Chaque automne, des milliers de retraités français prennent la route du sud pour poser leurs valises… au Maroc. Loin d’un simple effet de mode, le mouvement s’installe dans la durée : couples du « troisième âge » et familles qui viennent leur rendre visite au moins une fois par an ont trouvé, au fil des saisons, une « seconde patrie » au royaume.
Au cœur de cette migration douce, la région du Souss s’impose comme épicentre. Autour d’Agadir, les camping-cars se fondent dans le paysage, attirés par un climat réputé clément — soleil présent près de 300 jours par an —, un coût de la vie mesuré, une plage généreuse et un art de vivre hospitalier. Dans les souks comme chez les petits commerçants, on reconnaît désormais ces visiteurs au long cours par leur prénom… et parfois par le nom de leur compagnon à quatre pattes. Beaucoup ont « élu domicile » pour la moitié de l’année dans la capitale du Sud et les villes voisines.
Sereins, discrets et souvent engagés dans la vie de quartier, ces couples ne se perçoivent plus comme des touristes. Après avoir fermé leur résidence principale en France pour l’automne-hiver, ils s’ancrent dans leur environnement marocain : même café, mêmes marchés, mêmes routines. Le va-et-vient familial s’inverse alors : ce sont les enfants et petits-enfants qui viennent passer quelques jours « au soleil », renouant avec une convivialité sans fard.
━━━━━━
▶ [EXERCICES PROPOSÉS]:
1. D'après le texte sur les retraités français au Maroc, combien de jours par an le soleil est-il présent autour d'Agadir ?
2. Réécrivez sous forme de liste le paragraphe du texte sur les retraités français au Maroc qui commence par « Au cœur de cette migration douce », en conservant ses faits principaux.
3. Reprenez le texte sur les retraités français au Maroc là où il s'arrête et poursuivez-le.
━━━━━━
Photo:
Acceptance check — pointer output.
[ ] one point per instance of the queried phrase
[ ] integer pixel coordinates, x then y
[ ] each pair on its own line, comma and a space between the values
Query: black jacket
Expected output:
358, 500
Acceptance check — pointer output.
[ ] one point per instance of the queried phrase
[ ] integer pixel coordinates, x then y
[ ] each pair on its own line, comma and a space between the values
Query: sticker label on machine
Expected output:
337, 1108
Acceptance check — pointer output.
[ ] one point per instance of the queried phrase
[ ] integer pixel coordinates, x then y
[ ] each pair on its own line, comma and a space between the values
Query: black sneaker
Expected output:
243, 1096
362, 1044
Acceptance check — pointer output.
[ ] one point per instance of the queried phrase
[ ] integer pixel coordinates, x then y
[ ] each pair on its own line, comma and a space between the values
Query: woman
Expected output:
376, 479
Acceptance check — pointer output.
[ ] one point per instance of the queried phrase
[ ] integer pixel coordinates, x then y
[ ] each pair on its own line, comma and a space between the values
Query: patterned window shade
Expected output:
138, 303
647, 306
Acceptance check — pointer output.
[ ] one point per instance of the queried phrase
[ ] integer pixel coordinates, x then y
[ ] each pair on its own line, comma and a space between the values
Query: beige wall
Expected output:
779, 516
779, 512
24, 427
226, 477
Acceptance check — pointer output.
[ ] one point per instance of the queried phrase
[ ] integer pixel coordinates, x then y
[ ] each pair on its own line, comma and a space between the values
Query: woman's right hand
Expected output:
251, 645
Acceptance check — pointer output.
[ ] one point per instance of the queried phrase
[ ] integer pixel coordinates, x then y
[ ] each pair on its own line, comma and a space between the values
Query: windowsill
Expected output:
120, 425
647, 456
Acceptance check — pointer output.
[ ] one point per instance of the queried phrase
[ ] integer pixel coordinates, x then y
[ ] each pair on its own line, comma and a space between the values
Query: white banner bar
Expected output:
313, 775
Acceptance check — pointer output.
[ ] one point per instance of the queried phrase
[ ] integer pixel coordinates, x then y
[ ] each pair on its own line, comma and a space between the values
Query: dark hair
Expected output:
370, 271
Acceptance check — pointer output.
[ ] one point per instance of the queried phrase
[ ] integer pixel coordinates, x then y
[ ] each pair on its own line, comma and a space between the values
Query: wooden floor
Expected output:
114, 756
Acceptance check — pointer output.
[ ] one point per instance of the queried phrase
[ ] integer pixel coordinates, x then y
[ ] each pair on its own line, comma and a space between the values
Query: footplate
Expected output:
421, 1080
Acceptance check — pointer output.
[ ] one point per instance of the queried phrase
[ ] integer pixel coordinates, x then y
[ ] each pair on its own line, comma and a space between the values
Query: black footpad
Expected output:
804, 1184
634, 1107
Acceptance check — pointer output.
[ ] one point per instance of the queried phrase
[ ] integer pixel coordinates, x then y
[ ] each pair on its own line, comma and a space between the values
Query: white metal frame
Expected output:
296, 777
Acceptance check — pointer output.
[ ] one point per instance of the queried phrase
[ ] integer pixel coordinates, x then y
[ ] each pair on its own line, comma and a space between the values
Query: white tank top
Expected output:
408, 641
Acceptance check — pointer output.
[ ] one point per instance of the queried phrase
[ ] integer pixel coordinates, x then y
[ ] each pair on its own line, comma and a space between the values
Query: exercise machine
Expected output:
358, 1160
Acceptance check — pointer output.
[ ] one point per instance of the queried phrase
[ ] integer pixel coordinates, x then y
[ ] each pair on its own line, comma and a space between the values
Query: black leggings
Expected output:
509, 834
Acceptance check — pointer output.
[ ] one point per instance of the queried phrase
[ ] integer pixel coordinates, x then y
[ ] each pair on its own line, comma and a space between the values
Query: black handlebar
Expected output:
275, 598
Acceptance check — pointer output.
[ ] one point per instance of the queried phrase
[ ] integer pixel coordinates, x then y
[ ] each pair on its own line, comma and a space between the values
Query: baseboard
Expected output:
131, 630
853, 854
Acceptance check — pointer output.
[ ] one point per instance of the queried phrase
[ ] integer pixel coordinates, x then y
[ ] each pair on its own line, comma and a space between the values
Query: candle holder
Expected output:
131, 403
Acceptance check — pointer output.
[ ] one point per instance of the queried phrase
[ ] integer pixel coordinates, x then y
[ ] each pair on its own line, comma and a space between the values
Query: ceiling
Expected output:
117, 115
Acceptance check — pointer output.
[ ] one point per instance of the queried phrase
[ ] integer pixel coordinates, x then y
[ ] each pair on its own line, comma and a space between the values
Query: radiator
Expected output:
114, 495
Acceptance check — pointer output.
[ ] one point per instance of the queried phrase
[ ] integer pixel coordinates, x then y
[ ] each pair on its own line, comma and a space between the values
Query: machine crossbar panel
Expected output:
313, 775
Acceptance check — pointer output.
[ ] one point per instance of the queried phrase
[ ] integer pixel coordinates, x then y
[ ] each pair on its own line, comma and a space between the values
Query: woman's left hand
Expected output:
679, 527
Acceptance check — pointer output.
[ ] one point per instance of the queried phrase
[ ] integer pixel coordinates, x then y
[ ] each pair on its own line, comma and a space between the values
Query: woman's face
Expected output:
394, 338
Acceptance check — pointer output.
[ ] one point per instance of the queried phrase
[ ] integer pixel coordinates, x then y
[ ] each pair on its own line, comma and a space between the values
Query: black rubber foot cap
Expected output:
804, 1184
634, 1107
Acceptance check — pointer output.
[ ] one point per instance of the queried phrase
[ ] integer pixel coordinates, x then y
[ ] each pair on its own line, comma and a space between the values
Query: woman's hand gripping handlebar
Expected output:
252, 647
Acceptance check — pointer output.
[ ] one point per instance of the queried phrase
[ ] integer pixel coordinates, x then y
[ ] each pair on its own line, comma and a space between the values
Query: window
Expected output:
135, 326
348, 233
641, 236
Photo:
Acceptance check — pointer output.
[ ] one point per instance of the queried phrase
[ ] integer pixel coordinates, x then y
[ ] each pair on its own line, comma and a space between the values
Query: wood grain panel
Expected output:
━━━━━━
▶ [RÉPONSES PAR EXERCICE]:
1. Près de 300 jours par an.

2.
- La région du Souss est l'épicentre de cette migration douce.
- Autour d'Agadir, les camping-cars sont nombreux, attirés par :
  - un climat clément, avec du soleil près de 300 jours par an ;
  - un coût de la vie mesuré ;
  - une plage généreuse ;
  - un art de vivre hospitalier.
- Dans les souks et chez les petits commerçants, on connaît ces visiteurs par leur prénom, parfois par le nom de leur animal.
- Beaucoup s'installent la moitié de l'année dans la capitale du Sud et les villes voisines.

3.
Ce modèle de vie partagée entre deux rives reste rare en Europe, en dehors de l’Espagne. Au Maroc, il s’installe sans heurts : la proximité culturelle, la francophonie de nombreux interlocuteurs, la qualité d’accueil et l’accessibilité des services favorisent une intégration paisible, sans sentiment de décalage civilisationnel ni nostalgie pesante. Pour beaucoup, la question n’est plus de « partir loin », mais de « vivre mieux » une seconde saison de leur existence.
Le phénomène inspire déjà reportages et carnets de route. Il mériterait, à plus d’un titre, une fiction ancrée dans le réel : chronique d’un vivre-ensemble simple et chaleureux, où la rencontre quotidienne — au marché, au café, sur la corniche — raconte mieux qu’un discours la force d’attraction d’un pays qui sait accueillir.